= AIM =
Please output only the lines that run from the line containing "Identify the doorway" through the end of the material below, exactly.

= LISTED ENTRIES =
=====
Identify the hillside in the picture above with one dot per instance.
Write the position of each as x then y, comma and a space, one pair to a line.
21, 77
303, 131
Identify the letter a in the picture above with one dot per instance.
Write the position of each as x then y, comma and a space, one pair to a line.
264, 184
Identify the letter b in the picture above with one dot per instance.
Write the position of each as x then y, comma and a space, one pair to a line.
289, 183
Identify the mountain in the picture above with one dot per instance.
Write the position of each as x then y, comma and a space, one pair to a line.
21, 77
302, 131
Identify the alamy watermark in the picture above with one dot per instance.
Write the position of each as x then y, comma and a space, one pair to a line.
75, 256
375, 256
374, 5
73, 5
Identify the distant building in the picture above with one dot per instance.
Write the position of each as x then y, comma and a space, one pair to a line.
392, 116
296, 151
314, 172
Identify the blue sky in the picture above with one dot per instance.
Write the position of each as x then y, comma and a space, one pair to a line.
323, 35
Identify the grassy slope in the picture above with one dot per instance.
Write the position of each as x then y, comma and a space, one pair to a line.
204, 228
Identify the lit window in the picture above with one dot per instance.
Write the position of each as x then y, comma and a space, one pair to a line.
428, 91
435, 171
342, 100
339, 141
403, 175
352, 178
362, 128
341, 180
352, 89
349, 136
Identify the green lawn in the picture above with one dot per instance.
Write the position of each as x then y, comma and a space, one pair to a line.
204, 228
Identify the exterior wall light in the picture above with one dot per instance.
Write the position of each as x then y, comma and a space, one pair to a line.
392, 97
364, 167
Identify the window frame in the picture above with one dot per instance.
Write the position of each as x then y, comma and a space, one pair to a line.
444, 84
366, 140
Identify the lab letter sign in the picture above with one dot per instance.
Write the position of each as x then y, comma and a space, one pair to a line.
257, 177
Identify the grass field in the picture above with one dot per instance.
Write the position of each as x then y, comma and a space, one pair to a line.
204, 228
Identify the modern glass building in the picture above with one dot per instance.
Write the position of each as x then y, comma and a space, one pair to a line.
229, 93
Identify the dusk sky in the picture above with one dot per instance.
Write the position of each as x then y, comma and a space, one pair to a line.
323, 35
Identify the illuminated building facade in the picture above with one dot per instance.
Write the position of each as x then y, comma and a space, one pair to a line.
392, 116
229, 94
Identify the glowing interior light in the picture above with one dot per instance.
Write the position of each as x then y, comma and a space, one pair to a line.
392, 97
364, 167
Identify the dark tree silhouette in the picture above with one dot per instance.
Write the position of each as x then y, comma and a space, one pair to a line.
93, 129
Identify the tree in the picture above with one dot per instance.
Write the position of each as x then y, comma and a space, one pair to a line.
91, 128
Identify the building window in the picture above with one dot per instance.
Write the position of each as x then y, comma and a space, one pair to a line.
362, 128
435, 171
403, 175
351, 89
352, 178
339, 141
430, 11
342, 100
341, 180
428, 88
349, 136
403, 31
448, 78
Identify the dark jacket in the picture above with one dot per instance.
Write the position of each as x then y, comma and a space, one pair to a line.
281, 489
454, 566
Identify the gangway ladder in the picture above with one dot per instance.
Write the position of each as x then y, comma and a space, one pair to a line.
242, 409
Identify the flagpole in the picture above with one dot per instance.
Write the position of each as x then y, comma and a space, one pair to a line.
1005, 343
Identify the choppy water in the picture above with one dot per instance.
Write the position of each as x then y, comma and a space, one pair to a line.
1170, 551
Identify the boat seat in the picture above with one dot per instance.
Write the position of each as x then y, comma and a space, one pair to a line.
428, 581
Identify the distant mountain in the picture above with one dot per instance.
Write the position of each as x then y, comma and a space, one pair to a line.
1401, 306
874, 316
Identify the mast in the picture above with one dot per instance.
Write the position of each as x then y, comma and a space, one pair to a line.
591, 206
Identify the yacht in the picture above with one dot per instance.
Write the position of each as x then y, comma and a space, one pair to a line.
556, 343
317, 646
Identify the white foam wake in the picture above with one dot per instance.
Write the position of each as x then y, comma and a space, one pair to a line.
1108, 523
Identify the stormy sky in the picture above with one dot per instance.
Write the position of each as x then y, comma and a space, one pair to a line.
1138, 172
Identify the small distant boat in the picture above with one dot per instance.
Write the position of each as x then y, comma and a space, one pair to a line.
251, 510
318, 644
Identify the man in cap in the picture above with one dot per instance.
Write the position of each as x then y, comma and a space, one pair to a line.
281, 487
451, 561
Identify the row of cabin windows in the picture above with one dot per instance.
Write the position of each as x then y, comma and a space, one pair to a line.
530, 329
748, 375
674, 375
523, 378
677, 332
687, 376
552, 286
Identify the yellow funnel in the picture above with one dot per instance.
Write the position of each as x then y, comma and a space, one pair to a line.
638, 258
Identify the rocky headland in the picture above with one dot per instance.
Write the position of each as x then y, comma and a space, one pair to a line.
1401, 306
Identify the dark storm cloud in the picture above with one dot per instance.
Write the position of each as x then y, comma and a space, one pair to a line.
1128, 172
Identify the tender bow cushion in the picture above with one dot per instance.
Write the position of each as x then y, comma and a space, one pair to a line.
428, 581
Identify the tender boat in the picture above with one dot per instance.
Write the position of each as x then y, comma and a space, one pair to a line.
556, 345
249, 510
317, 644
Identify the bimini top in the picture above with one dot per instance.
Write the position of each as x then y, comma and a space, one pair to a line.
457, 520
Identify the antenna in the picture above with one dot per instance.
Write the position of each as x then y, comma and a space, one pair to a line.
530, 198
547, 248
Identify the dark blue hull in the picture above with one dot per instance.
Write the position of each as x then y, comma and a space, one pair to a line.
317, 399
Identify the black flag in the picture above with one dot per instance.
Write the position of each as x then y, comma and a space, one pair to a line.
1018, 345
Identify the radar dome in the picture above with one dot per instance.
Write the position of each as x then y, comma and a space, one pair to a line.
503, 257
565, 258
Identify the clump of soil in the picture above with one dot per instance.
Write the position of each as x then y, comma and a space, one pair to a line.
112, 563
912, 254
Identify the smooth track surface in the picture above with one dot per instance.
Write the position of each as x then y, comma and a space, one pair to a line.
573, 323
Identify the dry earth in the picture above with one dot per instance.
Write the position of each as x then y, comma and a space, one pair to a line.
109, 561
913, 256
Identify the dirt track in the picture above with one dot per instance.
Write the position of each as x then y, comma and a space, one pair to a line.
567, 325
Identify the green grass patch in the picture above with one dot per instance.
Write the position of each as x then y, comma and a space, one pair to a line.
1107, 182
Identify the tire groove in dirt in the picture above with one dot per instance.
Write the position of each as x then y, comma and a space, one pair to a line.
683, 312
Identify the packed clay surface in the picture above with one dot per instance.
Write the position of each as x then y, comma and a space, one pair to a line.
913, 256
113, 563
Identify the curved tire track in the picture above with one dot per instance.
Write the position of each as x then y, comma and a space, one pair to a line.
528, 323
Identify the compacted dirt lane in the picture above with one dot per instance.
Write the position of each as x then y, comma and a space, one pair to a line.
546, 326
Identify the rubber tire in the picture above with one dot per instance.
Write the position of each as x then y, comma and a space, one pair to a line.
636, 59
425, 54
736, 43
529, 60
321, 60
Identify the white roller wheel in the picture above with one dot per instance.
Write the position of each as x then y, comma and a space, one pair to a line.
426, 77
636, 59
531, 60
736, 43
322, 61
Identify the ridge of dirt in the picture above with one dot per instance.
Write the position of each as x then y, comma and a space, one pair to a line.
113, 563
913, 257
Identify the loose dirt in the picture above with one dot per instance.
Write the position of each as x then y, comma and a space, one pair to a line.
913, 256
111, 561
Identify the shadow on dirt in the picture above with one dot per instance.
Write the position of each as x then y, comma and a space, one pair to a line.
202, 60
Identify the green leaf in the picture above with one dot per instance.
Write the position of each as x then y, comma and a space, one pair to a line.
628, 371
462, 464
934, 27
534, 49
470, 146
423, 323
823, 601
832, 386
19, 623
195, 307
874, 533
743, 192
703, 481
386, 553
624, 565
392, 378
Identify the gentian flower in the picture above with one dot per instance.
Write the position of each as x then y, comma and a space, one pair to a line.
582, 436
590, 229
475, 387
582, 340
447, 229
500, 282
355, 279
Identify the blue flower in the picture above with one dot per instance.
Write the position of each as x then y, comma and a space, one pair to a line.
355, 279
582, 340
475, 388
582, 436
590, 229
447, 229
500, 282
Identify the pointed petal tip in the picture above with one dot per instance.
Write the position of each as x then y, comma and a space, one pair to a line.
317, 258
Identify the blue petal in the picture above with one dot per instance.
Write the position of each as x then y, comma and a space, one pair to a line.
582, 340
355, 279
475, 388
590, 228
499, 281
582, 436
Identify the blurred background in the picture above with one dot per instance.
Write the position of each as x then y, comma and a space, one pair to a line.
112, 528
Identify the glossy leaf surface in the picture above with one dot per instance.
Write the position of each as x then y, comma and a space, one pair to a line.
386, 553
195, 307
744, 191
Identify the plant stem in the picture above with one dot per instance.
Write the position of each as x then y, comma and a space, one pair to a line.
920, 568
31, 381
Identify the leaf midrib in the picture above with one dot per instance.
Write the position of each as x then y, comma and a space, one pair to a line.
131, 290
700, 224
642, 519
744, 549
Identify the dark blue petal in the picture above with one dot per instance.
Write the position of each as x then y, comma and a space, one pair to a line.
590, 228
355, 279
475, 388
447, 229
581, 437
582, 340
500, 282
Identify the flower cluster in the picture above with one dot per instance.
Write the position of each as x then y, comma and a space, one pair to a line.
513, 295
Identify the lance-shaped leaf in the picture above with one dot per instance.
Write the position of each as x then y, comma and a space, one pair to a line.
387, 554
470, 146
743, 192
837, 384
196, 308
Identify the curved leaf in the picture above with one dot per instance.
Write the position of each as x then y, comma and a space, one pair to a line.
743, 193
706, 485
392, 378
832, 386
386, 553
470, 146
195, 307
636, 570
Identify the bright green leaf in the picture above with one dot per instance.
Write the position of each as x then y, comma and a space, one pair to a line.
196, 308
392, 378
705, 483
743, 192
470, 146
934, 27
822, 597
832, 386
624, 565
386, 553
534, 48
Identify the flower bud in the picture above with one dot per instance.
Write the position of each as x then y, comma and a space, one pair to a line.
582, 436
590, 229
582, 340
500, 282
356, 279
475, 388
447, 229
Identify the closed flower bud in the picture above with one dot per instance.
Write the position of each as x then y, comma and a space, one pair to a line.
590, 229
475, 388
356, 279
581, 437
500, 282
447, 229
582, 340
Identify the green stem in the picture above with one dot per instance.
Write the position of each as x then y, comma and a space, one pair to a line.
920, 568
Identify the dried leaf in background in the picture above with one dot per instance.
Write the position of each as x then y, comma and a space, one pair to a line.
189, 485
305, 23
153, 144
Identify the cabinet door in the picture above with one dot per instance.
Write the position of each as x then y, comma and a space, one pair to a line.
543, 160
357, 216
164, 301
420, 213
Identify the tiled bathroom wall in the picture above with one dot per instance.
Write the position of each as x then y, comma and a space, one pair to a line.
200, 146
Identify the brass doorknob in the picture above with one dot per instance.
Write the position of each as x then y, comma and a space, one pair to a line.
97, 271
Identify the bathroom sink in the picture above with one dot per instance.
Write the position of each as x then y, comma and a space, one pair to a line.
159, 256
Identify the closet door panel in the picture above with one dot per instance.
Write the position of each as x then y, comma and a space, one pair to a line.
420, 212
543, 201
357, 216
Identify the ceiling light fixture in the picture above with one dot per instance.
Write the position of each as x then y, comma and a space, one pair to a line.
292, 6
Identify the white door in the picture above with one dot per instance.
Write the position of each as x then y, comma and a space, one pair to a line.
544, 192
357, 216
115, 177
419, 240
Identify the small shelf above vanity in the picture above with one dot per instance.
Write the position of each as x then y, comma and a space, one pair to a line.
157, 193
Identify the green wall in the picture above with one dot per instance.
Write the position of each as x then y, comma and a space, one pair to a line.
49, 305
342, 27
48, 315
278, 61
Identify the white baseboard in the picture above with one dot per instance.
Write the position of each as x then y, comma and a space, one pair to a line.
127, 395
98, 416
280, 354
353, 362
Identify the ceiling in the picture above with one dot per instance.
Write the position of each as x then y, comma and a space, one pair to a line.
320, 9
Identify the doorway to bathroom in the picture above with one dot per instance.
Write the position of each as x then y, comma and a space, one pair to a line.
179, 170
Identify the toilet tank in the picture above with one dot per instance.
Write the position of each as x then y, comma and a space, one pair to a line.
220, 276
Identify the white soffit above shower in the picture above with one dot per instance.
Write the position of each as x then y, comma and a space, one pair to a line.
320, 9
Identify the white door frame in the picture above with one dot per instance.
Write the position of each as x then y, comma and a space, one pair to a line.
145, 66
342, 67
=====
= ANSWER IN FULL =
Identify the doorway to bathroom in the picture above with one dot per instance.
Write the position of each as x then y, comma and a space, one pair to a line.
179, 170
Identify the toilet tank in the picture above with one dot per instance.
Write the position of each as x then y, comma and a space, one pair to a line.
220, 276
Identify the white soffit above shower in the picture above with one dot per instance.
Write the position of each as x then y, comma and a space, one pair to a line.
320, 9
Identify the white door frame in the picture above with one dot per instance.
Write the position of each as x then y, comma and a space, one pair to a line.
145, 66
342, 67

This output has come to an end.